▶ [Required action]
What you give back should match the entries below character for character.

[Phrase grounding data]
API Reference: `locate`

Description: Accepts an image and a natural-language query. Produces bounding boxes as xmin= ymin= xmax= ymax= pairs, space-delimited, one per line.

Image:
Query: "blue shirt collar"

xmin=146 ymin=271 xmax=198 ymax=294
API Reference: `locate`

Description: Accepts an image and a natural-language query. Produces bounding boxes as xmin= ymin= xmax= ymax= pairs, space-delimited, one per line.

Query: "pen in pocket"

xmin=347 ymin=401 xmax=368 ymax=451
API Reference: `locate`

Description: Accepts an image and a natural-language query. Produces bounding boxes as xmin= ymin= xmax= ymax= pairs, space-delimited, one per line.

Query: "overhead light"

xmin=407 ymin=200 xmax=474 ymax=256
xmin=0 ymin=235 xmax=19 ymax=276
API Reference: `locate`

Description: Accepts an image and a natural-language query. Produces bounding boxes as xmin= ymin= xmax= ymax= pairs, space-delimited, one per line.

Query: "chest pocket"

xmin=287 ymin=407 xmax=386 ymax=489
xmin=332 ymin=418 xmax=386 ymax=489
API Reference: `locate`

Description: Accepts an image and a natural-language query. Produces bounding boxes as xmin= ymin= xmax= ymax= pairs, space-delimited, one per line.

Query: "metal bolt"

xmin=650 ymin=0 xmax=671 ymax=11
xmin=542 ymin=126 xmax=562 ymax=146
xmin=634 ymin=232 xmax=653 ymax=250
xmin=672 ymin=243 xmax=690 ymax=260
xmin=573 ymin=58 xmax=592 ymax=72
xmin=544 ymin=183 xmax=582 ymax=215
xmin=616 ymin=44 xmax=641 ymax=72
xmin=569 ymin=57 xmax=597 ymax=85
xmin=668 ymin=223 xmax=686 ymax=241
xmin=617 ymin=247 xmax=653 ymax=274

▶ [Task output]
API Reference: `locate`

Description: Accepts an image and a natural-language query. Produces bounding boxes as xmin= ymin= xmax= ymax= pairs, space-delimited, one per line.

Image:
Query: "blue shirt collar"

xmin=146 ymin=271 xmax=198 ymax=294
API Reference: `locate`

Description: Accepts an image and a natural-language query. Produces bounding boxes as xmin= ymin= xmax= ymax= pairs, space-delimited, one per line.

Query: "pen in pocket"

xmin=347 ymin=401 xmax=368 ymax=451
API Reference: `locate`

Description: Accepts an image and a natural-language query. Produces bounding boxes as xmin= ymin= xmax= ymax= pairs, space-delimited, one per line.

Query: "overhead light"

xmin=407 ymin=200 xmax=474 ymax=256
xmin=0 ymin=235 xmax=19 ymax=276
API Reference: `locate`

Description: Accepts an image and a natural-language query. Produces bounding boxes as xmin= ymin= xmax= ymax= pairs, space-delimited, one per line.

Query: "chest pocket"

xmin=287 ymin=407 xmax=386 ymax=489
xmin=332 ymin=418 xmax=386 ymax=489
API Reference: `locate`

Description: Accepts an image and a natural-language query. Produces bounding boxes as xmin= ymin= xmax= ymax= pairs, space-delimited, one per line.

Query: "metal bolt"

xmin=650 ymin=0 xmax=671 ymax=11
xmin=542 ymin=126 xmax=562 ymax=146
xmin=634 ymin=232 xmax=653 ymax=250
xmin=672 ymin=243 xmax=690 ymax=260
xmin=573 ymin=58 xmax=592 ymax=72
xmin=544 ymin=183 xmax=582 ymax=215
xmin=616 ymin=44 xmax=641 ymax=72
xmin=569 ymin=57 xmax=597 ymax=85
xmin=668 ymin=223 xmax=686 ymax=241
xmin=617 ymin=247 xmax=653 ymax=274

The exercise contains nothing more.